:: Given text ::
══════════

But did this program solve the unemployment problem? Or did this effort create money-making industries? Again, no. World War II ended all controversy by absorbing most of the unemployed.
Those well-meaning attempts to end unemployment by concentrating money, material and temporary jobs on the nation’s infrastructure didn’t bring an end to the Great Depression of the 30s and that strategy won’t bring an end to this one either. The Merchant Marine Act of 1936 empowered the U.S. Maritime Commission to establish the Long Range Shipbuilding Program in 1937, and this move was the beginning of the end of the Great Depression. Because of technological advances in hull construction and propulsion machinery, ships in the U.S. merchant fleet were rapidly becoming non-competitive commercially and were of little value as support vessels for the Navy. Inactive U.S. shipyards had become stagnant in the years following the first World War and it was felt that rebuilding the commercial shipbuilding capacity in the U.S. was in the Nation’s best interest.
The Maritime Commission began by devising a program to build 500 merchant ships of new design, and it was this shipbuilding program that became known as the Long Range Program. The well-known and unusually successful C1, C2 and C3 type ships had their beginnings in this program.
Faring poorly in the Battle of the Atlantic and with losses of merchant vessels far exceeding the capability of British shipyards to replace those losses, the British Merchant Shipping Mission ordered replacement cargo vessels from U.S. and Canadian yards. Thus began the Emergency Shipbuilding Program which would eventually dwarf the Long Range Program. Directed by the U.S. Maritime Commission between the years 1940 and 1945, the program turned out almost 6,000 cargo ships and provided jobs for hundreds of thousands within U.S. shipyards and for millions of supporting workers offsite.

══════════

Saved entries
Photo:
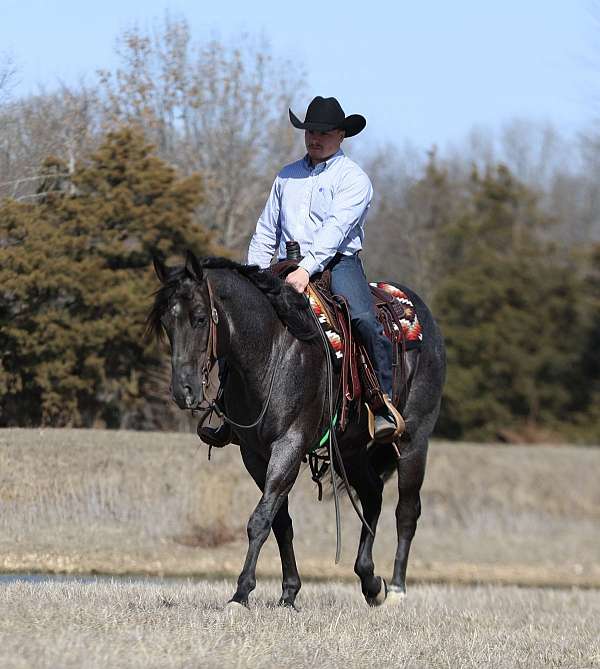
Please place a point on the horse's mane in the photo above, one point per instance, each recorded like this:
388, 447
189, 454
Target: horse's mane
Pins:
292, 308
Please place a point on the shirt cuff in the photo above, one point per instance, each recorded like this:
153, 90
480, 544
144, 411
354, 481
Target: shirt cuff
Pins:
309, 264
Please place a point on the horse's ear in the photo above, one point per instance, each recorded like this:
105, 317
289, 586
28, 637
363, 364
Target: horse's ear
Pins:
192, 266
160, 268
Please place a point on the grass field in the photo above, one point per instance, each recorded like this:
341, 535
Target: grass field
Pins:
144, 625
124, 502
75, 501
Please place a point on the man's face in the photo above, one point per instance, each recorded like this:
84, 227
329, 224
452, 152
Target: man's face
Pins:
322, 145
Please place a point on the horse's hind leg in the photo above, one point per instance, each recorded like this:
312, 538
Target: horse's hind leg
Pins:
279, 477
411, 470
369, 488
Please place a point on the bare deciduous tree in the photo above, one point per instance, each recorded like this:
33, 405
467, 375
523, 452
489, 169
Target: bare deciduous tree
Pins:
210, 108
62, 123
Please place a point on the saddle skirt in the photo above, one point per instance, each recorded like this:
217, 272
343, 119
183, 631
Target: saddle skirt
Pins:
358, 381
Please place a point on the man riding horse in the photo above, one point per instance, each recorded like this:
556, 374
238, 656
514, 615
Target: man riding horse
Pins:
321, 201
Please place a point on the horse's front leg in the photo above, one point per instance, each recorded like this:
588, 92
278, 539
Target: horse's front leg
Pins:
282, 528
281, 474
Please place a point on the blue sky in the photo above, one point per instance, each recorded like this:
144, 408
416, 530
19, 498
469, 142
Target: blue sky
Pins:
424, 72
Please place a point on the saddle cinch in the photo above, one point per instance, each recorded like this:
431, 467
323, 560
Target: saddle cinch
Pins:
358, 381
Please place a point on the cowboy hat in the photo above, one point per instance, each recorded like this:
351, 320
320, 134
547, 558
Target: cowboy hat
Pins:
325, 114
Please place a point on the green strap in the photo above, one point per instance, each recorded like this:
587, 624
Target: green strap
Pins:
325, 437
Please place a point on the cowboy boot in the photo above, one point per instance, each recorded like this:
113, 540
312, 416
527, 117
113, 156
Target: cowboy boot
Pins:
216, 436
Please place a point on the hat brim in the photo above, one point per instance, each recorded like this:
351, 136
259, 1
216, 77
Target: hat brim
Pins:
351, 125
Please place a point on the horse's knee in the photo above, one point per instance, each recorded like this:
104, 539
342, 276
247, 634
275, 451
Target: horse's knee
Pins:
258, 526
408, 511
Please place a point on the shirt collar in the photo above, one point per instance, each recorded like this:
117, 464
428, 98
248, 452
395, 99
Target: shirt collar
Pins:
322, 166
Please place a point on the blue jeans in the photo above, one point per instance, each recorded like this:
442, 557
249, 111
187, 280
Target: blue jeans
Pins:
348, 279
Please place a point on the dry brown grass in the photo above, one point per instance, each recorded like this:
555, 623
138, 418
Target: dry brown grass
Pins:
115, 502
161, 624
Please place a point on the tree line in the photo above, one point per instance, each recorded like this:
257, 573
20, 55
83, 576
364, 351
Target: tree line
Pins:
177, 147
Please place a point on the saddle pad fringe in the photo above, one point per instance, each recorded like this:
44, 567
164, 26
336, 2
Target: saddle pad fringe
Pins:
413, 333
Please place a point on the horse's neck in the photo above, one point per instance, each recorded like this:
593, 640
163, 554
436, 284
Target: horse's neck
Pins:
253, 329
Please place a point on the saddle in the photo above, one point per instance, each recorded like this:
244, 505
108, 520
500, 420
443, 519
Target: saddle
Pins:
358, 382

══════════

:: What the exercise asks ::
Retype the passage on American shipbuilding from "The Maritime Commission" to "supporting workers offsite.".

:: Result of this task ::
The Maritime Commission began by devising a program to build 500 merchant ships of new design, and it was this shipbuilding program that became known as the Long Range Program. The well-known and unusually successful C1, C2 and C3 type ships had their beginnings in this program.
Faring poorly in the Battle of the Atlantic and with losses of merchant vessels far exceeding the capability of British shipyards to replace those losses, the British Merchant Shipping Mission ordered replacement cargo vessels from U.S. and Canadian yards. Thus began the Emergency Shipbuilding Program which would eventually dwarf the Long Range Program. Directed by the U.S. Maritime Commission between the years 1940 and 1945, the program turned out almost 6,000 cargo ships and provided jobs for hundreds of thousands within U.S. shipyards and for millions of supporting workers offsite.